Document extract:
One day, early in my career, I found myself growing attracted to a woman at work. I felt competent and respected in this rewarding and harmonious relationship. It was fun. It was new. It was energizing. I found myself wanting to be at work more. With her more. I didn’t even notice it at first, it was so “innocent” and natural.
My affair had begun.
I noticed her body. I noticed that she smelled good. I looked closely at her hair, and started entertaining distant fantasies about what it would be like to spend non-work time with her. I did nothing suggestive or flirtatious, but my preoccupation had me making “harmless” private decisions to be near her just a little more. Had anyone been observing me, they wouldn’t have noticed my internal struggle.
But I knew, and it started eating at me. It felt both enticing and shameful. As my affection grew in silence my attraction to her became more intense. As the shameful feeling grew, the enticement of the fantasy grew right along with it. I was philosophically, spiritually opposed to what was happening, but my best thinking and reasoning did nothing to diminish the growing intensity. And candidly, deep inside, I liked holding on to the buzz of the fantasy. But I knew something had to change or my choices would begin to have greater consequences. I felt paralyzed.
I kept thinking that as a Christian leader I could somehow get past this. I prayed, “God, take this away.” And I kept thinking, “I’m a grown-up, I can get this under control!” But I could not. This was my crossroads. Knowing that grace does not reside in secrecy, I decided to start talking.
So I told some trusted accountability partners. They were graceful with me, but they weren’t the ones I had hurt. I could tell them, and then hang out with them for a couple hours just like always. It was too easy. I needed the deepest grace. And that could only come from the one I had hurt.
It was time to talk to Lynne. But I didn’t want to hurt her. I didn’t want to lose her trust. I didn’t want to risk having her shut down and shut me out. I needed to tell her the whole story. I could think of no other way to fully honor our wedding vows. As hard as it was, I knew my confession was the only road to true intimacy and grace.
It would be hard. It would hurt. It would erode trust. But it had to happen for God’s grace to be active in the mess of my emotions and choices.
So I told her. No frills, no build-up. I just said, “I need to tell you something hard. I’ve sinned against you by allowing myself to get attracted to ________ at work. I realized it was a problem when I started making plans to be with her more, and fantasizing about being with her. I’m so sorry. I don’t want anything or anyone to come between us, and I knew if I didn’t say something it could get worse, and I really don’t want it to get worse.” I was getting emotional, and my remorse was deep, but I fought back tears, wanting to focus on the pain I’d caused Lynne, not me. So I stopped talking.

Task statement: From the essay about confessing a workplace attraction, pull out word for word the stretch from "So I told some" through "one I had hurt.".

Record list:
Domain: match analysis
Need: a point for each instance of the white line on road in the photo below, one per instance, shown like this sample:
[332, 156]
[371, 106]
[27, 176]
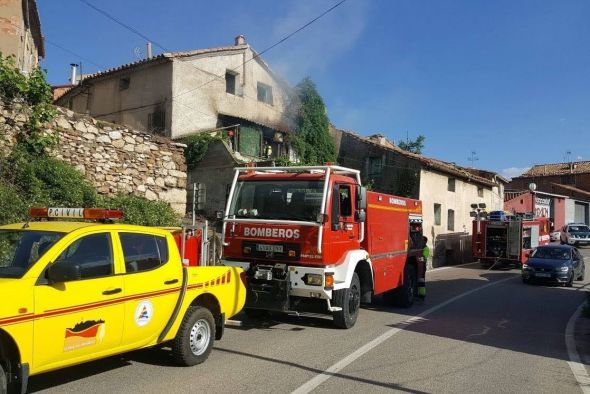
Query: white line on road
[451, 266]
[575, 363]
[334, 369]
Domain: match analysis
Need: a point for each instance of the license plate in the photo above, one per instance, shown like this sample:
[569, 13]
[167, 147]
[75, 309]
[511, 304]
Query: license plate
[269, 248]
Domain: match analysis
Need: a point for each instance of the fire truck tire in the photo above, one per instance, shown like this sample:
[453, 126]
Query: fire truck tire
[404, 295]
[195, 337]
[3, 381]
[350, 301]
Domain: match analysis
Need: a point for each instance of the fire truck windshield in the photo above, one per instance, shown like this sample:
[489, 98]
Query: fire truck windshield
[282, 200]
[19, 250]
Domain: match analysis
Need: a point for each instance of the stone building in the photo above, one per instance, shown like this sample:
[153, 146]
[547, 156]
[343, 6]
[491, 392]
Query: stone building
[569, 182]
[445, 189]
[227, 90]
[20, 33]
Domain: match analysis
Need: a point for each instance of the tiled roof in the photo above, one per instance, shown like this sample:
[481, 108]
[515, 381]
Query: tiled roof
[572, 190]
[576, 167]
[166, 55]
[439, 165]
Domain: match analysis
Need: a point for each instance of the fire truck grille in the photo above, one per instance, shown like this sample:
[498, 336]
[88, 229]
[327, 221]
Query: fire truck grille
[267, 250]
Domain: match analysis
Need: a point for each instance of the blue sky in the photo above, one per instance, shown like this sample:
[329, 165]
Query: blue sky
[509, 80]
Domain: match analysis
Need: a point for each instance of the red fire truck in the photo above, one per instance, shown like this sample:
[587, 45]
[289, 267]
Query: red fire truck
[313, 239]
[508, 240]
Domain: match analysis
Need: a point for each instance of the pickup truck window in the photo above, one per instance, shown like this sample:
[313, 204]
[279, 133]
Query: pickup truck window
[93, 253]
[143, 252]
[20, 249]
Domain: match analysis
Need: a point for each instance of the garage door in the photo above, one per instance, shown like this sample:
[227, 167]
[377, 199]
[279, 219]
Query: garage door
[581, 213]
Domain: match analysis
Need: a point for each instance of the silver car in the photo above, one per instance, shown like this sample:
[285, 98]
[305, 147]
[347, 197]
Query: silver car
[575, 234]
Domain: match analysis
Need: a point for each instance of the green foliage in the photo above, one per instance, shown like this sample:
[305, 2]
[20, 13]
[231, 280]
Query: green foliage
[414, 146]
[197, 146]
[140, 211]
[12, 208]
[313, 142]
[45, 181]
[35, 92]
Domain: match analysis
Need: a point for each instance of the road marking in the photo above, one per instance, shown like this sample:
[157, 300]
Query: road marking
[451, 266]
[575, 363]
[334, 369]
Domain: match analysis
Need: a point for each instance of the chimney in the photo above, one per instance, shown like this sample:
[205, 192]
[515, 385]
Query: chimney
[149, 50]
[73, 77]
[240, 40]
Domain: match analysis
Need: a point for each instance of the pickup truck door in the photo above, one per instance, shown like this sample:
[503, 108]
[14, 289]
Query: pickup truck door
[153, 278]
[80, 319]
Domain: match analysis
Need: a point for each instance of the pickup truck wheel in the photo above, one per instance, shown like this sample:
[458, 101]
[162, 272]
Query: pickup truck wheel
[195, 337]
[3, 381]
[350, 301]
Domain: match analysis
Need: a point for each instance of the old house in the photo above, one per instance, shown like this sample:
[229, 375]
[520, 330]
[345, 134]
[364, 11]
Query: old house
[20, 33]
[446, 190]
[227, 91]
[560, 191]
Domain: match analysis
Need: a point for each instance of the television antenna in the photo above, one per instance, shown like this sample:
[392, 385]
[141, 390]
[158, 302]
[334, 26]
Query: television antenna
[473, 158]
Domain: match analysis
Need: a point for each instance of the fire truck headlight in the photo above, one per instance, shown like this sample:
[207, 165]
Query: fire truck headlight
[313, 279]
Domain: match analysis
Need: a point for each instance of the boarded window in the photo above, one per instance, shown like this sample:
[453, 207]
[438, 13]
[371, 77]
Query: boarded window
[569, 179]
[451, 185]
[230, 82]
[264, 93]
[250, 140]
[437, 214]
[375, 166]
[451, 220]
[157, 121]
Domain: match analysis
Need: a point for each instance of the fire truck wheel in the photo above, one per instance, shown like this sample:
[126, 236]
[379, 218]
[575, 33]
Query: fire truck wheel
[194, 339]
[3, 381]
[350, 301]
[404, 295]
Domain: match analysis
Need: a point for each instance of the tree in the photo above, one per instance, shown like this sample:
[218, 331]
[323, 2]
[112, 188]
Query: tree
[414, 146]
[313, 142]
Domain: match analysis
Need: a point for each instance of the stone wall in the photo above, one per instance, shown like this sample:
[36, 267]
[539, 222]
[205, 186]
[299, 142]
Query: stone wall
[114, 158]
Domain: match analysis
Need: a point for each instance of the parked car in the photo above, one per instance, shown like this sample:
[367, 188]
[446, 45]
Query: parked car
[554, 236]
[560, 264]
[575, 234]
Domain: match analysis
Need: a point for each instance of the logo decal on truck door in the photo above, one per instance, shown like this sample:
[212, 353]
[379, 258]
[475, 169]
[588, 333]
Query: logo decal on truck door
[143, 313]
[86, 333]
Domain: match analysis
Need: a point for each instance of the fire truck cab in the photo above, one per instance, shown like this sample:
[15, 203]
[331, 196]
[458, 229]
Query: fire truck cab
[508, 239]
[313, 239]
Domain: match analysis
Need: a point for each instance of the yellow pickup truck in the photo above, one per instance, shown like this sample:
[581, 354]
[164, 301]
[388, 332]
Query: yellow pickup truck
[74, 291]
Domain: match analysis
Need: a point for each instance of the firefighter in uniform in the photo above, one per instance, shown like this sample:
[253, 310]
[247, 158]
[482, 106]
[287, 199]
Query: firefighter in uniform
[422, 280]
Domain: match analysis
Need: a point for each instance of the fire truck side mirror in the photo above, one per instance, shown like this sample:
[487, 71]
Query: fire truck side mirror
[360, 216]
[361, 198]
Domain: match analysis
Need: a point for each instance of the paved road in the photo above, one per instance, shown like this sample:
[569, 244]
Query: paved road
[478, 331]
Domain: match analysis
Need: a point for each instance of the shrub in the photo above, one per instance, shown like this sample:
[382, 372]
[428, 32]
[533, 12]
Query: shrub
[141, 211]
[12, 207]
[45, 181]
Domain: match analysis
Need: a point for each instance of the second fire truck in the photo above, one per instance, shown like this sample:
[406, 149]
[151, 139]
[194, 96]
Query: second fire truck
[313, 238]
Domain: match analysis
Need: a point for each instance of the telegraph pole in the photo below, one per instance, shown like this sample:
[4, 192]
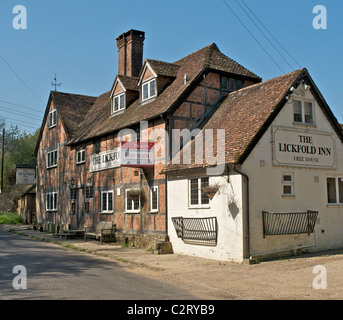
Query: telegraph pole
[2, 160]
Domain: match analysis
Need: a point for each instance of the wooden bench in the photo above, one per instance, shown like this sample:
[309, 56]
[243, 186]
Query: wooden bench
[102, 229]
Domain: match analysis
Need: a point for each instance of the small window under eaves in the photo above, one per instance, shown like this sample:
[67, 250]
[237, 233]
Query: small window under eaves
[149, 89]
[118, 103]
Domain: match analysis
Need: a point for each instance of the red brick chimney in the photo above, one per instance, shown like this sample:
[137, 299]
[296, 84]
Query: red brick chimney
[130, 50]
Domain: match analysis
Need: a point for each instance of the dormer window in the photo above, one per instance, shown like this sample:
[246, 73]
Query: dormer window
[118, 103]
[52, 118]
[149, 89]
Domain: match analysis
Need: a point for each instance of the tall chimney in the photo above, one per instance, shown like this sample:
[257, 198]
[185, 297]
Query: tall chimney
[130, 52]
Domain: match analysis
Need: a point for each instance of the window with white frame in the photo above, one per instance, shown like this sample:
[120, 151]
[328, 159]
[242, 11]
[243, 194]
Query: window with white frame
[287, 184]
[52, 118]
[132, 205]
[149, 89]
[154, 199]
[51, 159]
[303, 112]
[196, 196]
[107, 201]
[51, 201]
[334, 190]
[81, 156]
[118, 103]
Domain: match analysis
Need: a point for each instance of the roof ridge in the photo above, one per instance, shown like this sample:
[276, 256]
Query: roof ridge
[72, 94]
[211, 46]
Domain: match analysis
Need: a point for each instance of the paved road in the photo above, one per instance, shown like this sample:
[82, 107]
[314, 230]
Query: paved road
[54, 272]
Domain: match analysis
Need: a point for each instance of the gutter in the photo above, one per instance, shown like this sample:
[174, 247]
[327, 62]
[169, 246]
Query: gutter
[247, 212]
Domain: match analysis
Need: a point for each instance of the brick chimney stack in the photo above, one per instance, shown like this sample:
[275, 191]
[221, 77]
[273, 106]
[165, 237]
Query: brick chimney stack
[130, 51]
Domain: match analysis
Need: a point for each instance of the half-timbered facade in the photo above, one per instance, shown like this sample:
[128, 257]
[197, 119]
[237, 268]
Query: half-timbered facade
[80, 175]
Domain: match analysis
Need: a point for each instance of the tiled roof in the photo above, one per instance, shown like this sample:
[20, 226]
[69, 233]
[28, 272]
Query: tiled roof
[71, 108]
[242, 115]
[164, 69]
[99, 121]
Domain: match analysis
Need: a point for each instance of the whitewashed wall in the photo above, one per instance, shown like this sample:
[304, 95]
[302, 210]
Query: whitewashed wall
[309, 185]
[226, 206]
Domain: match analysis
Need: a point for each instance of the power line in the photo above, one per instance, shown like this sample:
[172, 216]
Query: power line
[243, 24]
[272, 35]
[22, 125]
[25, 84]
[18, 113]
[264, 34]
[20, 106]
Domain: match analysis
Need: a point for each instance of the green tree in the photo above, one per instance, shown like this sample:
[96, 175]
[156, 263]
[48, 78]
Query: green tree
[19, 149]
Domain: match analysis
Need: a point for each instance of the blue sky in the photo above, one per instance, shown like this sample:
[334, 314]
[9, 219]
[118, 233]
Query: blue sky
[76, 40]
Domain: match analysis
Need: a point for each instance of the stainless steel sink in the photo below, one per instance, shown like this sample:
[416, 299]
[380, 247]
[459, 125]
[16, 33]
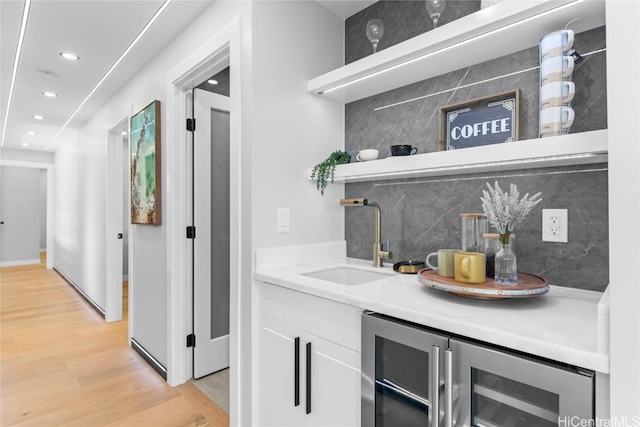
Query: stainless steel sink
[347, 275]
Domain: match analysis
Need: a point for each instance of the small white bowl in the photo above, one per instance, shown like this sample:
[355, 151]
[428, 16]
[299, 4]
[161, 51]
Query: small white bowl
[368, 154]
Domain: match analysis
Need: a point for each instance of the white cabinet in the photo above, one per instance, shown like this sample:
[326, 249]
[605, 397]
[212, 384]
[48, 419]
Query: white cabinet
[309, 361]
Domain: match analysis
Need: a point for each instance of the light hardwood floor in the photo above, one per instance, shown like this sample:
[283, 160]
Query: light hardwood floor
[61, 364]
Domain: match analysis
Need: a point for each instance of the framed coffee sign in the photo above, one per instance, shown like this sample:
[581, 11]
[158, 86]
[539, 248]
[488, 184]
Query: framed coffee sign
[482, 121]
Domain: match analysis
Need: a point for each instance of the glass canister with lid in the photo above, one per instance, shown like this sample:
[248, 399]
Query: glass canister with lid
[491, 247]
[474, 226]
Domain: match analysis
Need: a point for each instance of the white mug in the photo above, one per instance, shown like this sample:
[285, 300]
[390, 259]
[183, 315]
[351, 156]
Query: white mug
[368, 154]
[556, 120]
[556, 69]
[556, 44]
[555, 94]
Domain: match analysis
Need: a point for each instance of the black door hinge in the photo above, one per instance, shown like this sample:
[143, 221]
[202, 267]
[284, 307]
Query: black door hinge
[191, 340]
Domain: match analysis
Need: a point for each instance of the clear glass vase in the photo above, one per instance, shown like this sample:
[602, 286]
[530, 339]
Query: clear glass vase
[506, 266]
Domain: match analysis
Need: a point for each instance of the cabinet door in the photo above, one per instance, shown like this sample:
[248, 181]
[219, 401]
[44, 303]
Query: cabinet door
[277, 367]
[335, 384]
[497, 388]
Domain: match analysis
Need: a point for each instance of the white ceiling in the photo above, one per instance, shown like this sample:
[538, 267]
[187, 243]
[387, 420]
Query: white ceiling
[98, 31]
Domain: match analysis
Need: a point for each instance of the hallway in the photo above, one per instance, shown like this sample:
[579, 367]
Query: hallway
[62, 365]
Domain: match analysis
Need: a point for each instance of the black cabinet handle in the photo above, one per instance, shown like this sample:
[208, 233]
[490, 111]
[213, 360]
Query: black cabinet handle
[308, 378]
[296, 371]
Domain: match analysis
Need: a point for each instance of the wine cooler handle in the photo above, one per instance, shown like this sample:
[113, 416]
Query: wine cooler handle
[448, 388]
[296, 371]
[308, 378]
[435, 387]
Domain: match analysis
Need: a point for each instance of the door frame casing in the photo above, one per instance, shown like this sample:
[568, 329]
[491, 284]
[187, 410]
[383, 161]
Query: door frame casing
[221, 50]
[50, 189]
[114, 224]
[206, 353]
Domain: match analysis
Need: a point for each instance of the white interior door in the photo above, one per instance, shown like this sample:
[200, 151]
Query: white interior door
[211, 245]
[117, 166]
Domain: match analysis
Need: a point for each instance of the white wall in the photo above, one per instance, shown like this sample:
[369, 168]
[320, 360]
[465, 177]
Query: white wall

Written reply:
So I told some trusted accountability partners. They were graceful with me, but they weren’t the ones I had hurt. I could tell them, and then hang out with them for a couple hours just like always. It was too easy. I needed the deepest grace. And that could only come from the one I had hurt.